The Prison Project celebrated its 10th anniversary this year, and will expand to 10 California prisons in February 2017, just as some hard data has finally come in to prove the program’s merits. The recidivism rate in the state is more than 50 percent. But a recent preliminary study by the California Department of Corrections and Rehabilitation showed that, for inmates who completed the Prison Project, that number dropped to 10.6 percent. Critics will point to a sample size that’s too small to draw broad conclusions, and it’s a valid concern. But the provisional findings are encouraging, to say the least.
There is now immense support from inside the prison system, and public opinion is shifting, thanks in part to Robbins and Williams’s up-from-the-bootstraps lobbying efforts. Governor Jerry Brown approved a $6 million line item in California’s 2016–2017 budget earmarked specifically for Arts in Correction, a partnership between the CDRC and the California Arts Council, up from $2 million the previous year. And in 2017, all 35 prisons in California will have at least some kind of publicly funded arts program — up from exactly zero a decade ago.

→ **Exercise brief**
In the passage on the Prison Project, what recidivism rate did the preliminary study find for inmates who completed the program? The listing has no connection to the passage on the Prison Project.

→ **Extracted data**
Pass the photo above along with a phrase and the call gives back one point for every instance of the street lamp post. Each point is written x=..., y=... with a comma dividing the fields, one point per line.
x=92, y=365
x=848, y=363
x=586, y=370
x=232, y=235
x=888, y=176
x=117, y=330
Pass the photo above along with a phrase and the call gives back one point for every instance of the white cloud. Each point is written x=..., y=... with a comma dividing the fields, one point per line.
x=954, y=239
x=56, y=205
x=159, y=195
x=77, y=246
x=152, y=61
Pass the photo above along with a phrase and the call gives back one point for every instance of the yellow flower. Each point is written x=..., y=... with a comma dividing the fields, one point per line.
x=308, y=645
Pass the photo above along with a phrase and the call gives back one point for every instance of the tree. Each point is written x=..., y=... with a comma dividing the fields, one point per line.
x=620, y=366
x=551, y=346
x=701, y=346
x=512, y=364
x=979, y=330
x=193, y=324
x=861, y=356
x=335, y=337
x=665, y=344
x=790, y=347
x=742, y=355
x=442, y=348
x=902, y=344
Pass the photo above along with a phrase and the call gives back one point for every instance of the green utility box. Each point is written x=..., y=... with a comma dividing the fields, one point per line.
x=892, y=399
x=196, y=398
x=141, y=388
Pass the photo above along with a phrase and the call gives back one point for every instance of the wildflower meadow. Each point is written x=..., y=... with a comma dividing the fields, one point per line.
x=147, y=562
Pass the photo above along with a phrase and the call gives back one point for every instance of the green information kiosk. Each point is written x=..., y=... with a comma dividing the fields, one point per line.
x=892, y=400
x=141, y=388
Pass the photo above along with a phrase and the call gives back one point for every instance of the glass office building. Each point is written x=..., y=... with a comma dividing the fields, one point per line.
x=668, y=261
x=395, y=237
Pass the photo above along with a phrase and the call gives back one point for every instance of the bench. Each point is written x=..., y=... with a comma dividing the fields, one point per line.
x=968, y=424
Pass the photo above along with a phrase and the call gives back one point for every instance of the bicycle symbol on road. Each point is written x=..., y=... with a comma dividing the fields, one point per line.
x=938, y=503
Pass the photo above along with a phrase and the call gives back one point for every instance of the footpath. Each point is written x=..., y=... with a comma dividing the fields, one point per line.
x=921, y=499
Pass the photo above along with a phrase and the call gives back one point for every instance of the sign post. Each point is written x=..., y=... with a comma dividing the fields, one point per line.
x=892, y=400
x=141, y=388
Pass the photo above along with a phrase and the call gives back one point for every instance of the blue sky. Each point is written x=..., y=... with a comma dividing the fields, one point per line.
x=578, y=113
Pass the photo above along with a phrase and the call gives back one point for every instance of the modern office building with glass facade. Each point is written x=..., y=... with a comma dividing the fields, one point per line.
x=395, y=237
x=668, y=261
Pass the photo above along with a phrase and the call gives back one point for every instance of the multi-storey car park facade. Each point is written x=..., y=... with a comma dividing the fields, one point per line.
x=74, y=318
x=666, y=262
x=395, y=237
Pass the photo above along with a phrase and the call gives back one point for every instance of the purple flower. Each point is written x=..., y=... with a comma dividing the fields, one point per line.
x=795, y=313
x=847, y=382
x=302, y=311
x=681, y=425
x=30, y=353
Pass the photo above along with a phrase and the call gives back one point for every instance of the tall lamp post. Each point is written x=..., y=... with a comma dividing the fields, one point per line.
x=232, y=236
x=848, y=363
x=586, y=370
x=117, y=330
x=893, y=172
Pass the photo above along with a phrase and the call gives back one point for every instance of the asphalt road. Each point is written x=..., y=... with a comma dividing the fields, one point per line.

→ **Solution below**
10.6 percent.